Tuesday, June 8, 2010

On "One of the Missing" by Ambrose Bierce (4679 words) *****

Probably the best of the soldier stories in Bierce's collection Tales of Soldiers and Civilians, save for the oft-anthologized "An Occurrence at Owl Creek Bridge," with which it has at least one particular technique in common, "One of the Missing" is a tale fraught with energy and tension. It's the story of a scout who gets the opportunity to shoot at the retreating enemy and who has the situation turned against him. He becomes the victim of another's freak shot and ends up trapped in rubble, his gun pointed--safety off--at his head. The rest of the story recounts his efforts to free himself. Read the story here.

On "Tales of Soldiers and Civilians" by Ambrose Bierce ****

Ambrose Bierce is a figure whose work has long intrigued me because of my utter unfamiliarity with it. His classic "An Occurrence at Owl Creek Bridge" shows up in a ton of anthologies has been made into a good short film. His Devil's Dictionary has many fine short quips. But beyond that, he is a mystery figure.

» **Task directions**
Reproduce the portion of the Ambrose Bierce reviews between "Probably the best" and "the story here.", inclusive.

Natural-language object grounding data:
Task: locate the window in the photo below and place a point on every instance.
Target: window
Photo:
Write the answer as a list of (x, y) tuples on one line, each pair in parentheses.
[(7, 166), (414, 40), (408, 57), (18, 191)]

» **Written response**
Probably the best of the soldier stories in Bierce's collection Tales of Soldiers and Civilians, save for the oft-anthologized "An Occurrence at Owl Creek Bridge," with which it has at least one particular technique in common, "One of the Missing" is a tale fraught with energy and tension. It's the story of a scout who gets the opportunity to shoot at the retreating enemy and who has the situation turned against him. He becomes the victim of another's freak shot and ends up trapped in rubble, his gun pointed--safety off--at his head. The rest of the story recounts his efforts to free himself. Read the story here.